_GOAL_.
Copy all of the records below verbatim.

(Point-based annotation data)
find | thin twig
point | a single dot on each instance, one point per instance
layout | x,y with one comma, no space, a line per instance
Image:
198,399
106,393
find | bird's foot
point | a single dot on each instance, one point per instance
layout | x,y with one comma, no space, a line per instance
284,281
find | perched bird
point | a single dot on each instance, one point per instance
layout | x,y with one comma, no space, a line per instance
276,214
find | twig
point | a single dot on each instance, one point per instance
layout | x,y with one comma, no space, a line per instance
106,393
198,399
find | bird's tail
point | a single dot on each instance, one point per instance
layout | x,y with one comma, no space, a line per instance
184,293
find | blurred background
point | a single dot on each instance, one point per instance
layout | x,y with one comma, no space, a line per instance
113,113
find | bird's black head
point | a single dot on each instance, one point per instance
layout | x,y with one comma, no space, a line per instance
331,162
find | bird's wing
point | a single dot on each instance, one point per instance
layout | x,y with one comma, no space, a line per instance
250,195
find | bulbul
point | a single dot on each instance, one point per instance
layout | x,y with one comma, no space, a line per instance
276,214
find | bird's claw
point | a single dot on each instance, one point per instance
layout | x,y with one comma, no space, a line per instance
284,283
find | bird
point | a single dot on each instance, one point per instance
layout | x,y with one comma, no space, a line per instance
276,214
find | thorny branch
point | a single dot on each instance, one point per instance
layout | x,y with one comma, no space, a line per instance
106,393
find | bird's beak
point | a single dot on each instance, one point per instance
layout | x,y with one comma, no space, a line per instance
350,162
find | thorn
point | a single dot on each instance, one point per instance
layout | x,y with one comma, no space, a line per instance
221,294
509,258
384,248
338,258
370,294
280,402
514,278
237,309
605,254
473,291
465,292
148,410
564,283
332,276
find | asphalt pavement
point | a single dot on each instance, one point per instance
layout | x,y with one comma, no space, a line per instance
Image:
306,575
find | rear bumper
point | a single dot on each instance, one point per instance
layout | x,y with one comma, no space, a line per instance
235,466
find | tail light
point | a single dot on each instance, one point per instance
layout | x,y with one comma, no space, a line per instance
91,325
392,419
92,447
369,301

_WRITTEN ANSWER_.
find | thin twig
point | a single dot on each instance, one point per instance
layout | x,y with one comma, no space, a line per instance
Image:
198,399
106,393
find | bird's foot
point | a single dot on each instance, one point per instance
layout | x,y with one comma, no space, a line per instance
284,281
find | perched bird
point | a single dot on each instance, one point per instance
layout | x,y with one comma, no space, a line per instance
276,214
find | twig
point | a single dot on each instance, one point per instance
layout | x,y with one comma, no space, a line per instance
106,393
198,399
find | bird's tail
point | a single dot on each instance, one point per instance
layout | x,y with one comma, no space, a line per instance
184,293
find | blurred background
point | a single dot on each instance, one point per instance
layout | x,y with one comma, no space, a line per instance
113,113
find | bird's black head
point | a single dot on each instance, one point per instance
layout | x,y with one comma, no space, a line per instance
331,162
find | bird's wing
point | a single dot on each instance, one point per instance
layout | x,y with one comma, no space, a line per instance
250,195
find | bulbul
point | a single dot on each instance, one point per instance
layout | x,y with one comma, no space, a line per instance
276,214
find | bird's claw
point | a single dot on each instance, one point per instance
layout | x,y with one comma, no space, a line per instance
284,283
find | bird
point | a single dot on each instance, one point per instance
layout | x,y with one comma, no space, a line per instance
276,214
find | thorny branch
point | a single dot on each instance, one point per instance
layout | x,y with one comma, no space, a line per instance
106,393
find | bird's beak
point | a single dot on each instance, one point per instance
layout | x,y with one comma, no space, a line per instance
350,162
find | thorn
point | a single dot on each instance, one point per instance
layout | x,y with one comma, no space, a line per instance
221,294
509,258
384,248
338,258
370,294
280,402
514,278
237,309
605,254
473,291
465,292
148,410
564,283
332,276
find | asphalt pavement
point | a single dot on each instance, one point per instance
layout | x,y with one comma, no space, a line per instance
Image:
306,575
find | rear bumper
point | a single dot on each instance, one point per instance
layout | x,y with one comma, no space, a line per instance
235,466
find | tail light
point | a single dot on each instance, one point per instance
layout | x,y with one comma, no space, a line per instance
91,325
392,419
92,447
369,301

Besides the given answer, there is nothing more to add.